Object location annotation data
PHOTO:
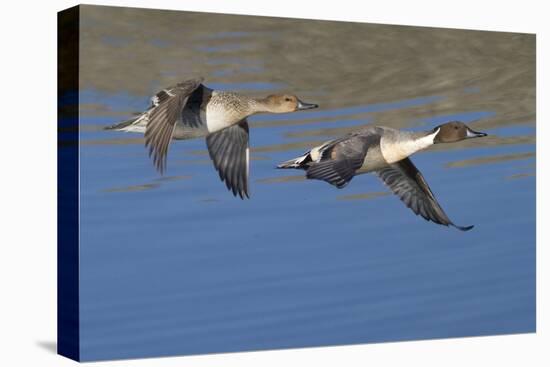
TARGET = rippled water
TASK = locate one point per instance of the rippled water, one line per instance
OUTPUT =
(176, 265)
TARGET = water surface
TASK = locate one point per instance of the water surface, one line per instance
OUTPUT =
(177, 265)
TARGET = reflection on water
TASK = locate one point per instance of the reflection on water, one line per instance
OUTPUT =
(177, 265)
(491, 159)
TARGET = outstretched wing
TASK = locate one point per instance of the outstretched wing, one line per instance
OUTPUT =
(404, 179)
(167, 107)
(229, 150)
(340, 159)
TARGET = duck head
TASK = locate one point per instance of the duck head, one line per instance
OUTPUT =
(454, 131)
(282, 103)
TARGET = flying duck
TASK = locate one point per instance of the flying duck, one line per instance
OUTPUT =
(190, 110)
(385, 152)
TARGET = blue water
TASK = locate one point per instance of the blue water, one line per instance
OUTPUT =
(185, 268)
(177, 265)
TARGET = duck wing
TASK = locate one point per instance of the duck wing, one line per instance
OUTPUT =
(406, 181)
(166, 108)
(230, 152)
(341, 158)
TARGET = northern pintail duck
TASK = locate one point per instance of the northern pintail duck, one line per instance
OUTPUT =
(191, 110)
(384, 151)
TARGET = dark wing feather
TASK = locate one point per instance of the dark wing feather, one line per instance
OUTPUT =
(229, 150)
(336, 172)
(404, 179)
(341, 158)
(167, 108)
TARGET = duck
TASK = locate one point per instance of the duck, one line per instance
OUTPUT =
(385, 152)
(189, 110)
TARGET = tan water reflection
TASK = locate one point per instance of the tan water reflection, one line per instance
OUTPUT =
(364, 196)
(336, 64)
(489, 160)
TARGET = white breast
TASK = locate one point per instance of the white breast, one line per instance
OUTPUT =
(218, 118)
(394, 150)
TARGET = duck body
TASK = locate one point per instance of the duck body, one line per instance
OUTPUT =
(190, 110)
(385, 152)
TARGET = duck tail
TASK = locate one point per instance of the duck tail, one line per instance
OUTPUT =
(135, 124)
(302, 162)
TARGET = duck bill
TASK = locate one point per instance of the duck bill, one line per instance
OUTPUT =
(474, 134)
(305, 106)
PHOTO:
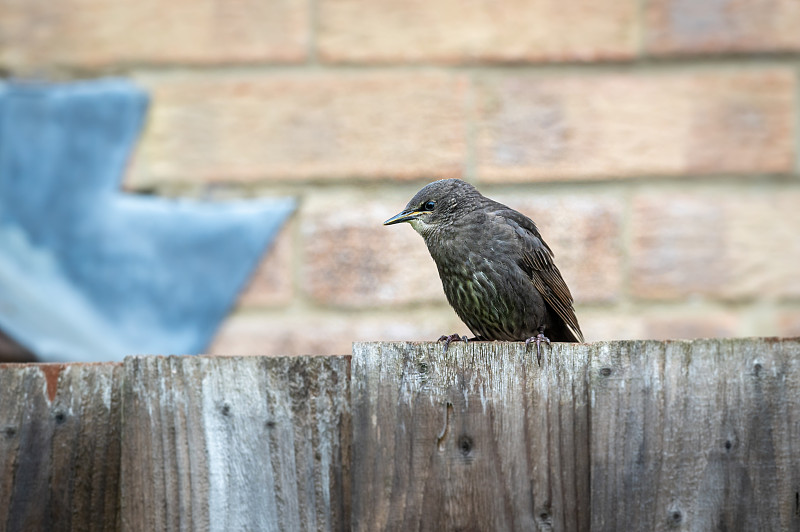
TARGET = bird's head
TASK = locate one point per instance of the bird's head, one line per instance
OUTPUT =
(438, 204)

* Goal of the exercise: Update every row above, changing each "locate" to "mark" and keeping everything else the same. Leave the pictures out of your answer.

* Answer below:
PHOTO:
TARGET = rippled water
TASK = mark one point per instance of the rippled water, one line per instance
OUTPUT =
(176, 265)
TARGET = water surface
TASK = mark one point per instance of the water surface, one line per instance
OUTPUT =
(177, 265)
TARGET = reflection on water
TASK = mark one point per instance of the reflection on water, one line per instance
OUTPUT =
(177, 265)
(491, 159)
TARGET = outstretched wing
TASK = mark one point per instance of the outstretched wing, one line per instance
OUTPUT =
(404, 179)
(167, 107)
(229, 150)
(340, 159)
TARGET = duck head
TASK = mark one point per instance of the duck head, one line per instance
OUTPUT =
(454, 131)
(282, 103)
TARGET = flying duck
TASK = mark one point per instance of the flying duck, one line per instance
OUTPUT =
(190, 110)
(385, 152)
TARGET = blue water
TASK = mark one point per instance of the blue water, one line per instance
OUTPUT =
(185, 268)
(177, 265)
TARGET = duck wing
TASK = mark one point per instance of the duck wing, one line per instance
OUTPUT =
(406, 181)
(166, 108)
(230, 152)
(341, 158)
TARGET = northern pintail duck
TASK = mark one point per instance of the northern pintail duck, one line per instance
OUTPUT =
(191, 110)
(384, 151)
TARGET = dark wing feather
TASK = mark one point per instance of the dark wing feather, one line per instance
OUTPUT =
(229, 150)
(336, 172)
(404, 179)
(341, 158)
(167, 108)
TARGET = duck
TASK = mark one point per instance of the duck, one line per instance
OUTPUT =
(385, 152)
(189, 110)
TARGET = tan water reflection
TASK = mark one point per instance of the tan water reflection, one line per instance
OUTPUT =
(364, 196)
(336, 64)
(489, 160)
TARGET = white breast
TASK = mark one point per instance of the white breast, one line per instance
OUTPUT =
(218, 118)
(394, 150)
TARGET = duck body
TASK = mark one point per instance of the duck body, one line per instance
OUTPUT =
(190, 110)
(385, 152)
TARGET = duck tail
TASK = mark one point per instance of the duck tail, one line per instance
OUTPUT =
(135, 124)
(302, 162)
TARGET = duck bill
TASK = mark one point per instance of the duck bill, one line per instance
OUTPUT =
(474, 134)
(305, 106)
PHOTO:
TARGET = bird's head
TASK = mark one point per instance of the bird's head, one line per instance
OUTPUT =
(438, 204)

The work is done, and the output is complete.